(Passage provided Opens)
EU summit breaks up after all-night talks, to resume later

BRUSSELS (AP) — Weary and bleary European Union leaders temporarily broke up their summit at dawn on the fourth day of acrimonious haggling over an unprecedented 1.85 trillion-euro ($2.1 trillion) EU budget and coronavirus recovery fund to tackle the crisis. They committed to pick up the fight again later Monday.

In a two-day summit scheduled to have ended Saturday, deep ideological differences between 27 leaders forced the talks into Sunday and then through the night until the sun came up again over the EU capital. Grumpy, some leaders lashed out at each other when a common middle ground was still out of reach.

Dutch Prime Minister Mark Rutte, defending the cause of a group of five wealthy northern nations seeking to limit costs and strict reform guarantees, came under criticism from Italy and Hungary, whose Prime Minister Viktor Orban asked why the Dutchman had such “hate" toward him.

Rutte took it in stride.

“We are not here because we are going to be visitors at each other’s birthday party later. We are here because we do business for our own country. We are all pros," he said.

The leaders were teetering on the bring of collapse though, Rutte said, before things somewhat turned around before dawn Monday.

“It looks more hopeful than when I thought during the night: ‘It's over,'" he said.
(Passage provided Closes)
(Extracted entries Opens)
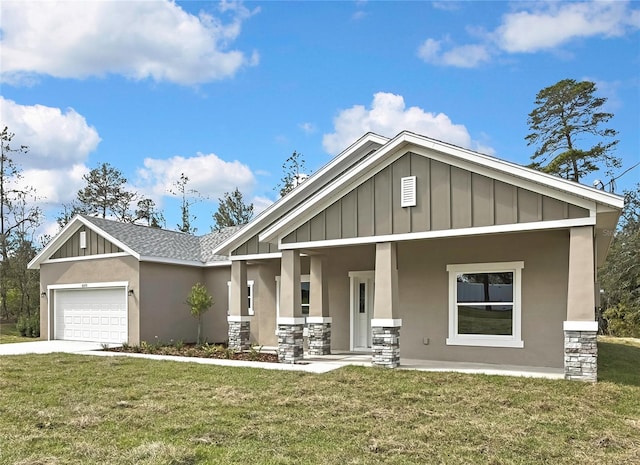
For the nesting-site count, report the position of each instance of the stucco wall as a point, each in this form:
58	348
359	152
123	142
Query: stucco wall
424	299
163	292
97	270
215	320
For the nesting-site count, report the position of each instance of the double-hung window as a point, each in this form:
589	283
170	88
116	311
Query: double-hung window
485	304
249	295
304	295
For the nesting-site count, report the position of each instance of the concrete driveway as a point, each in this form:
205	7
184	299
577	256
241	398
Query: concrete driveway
48	347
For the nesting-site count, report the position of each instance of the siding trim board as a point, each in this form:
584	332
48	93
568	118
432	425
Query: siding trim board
496	229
(Extracted entries Closes)
Pick up the news story about the EU budget summit and keep writing it from its last line.

→ **Result of the exercise**
On Sunday night, after three days of fruitless talks, EU Council president Charles Michel implored leaders to overcome their fundamental divisions and agree on the budget and recovery fund.

“Are the 27 EU leaders capable of building European unity and trust or, because of a deep rift, will we present ourselves as a weak Europe, undermined by distrust," he asked the leaders at the end of another day of divisive negotiations. The text of the behind-closed-doors speech was obtained by The Associated Press.

“I wish that we succeed in getting a deal and that the European media can headline tomorrow that the EU succeeded in a Mission Impossible," Michel said.

But early on the fourth day of talks — the summit was meant to last only two — the leaders still had not reached a compromise. As dawn broke Monday, they were still haggling over the size and terms of the recovery fund. Debate centered on whether needy nations should get between 375 billion euros to 390 billion euros in grants, officials said.

Even with German Chancellor Angela Merkel and French President Emmanuel Macron negotiating as the closest of partners, the traditionally powerful Franco-German alliance could not get the bloc's 27 quarreling nations in line.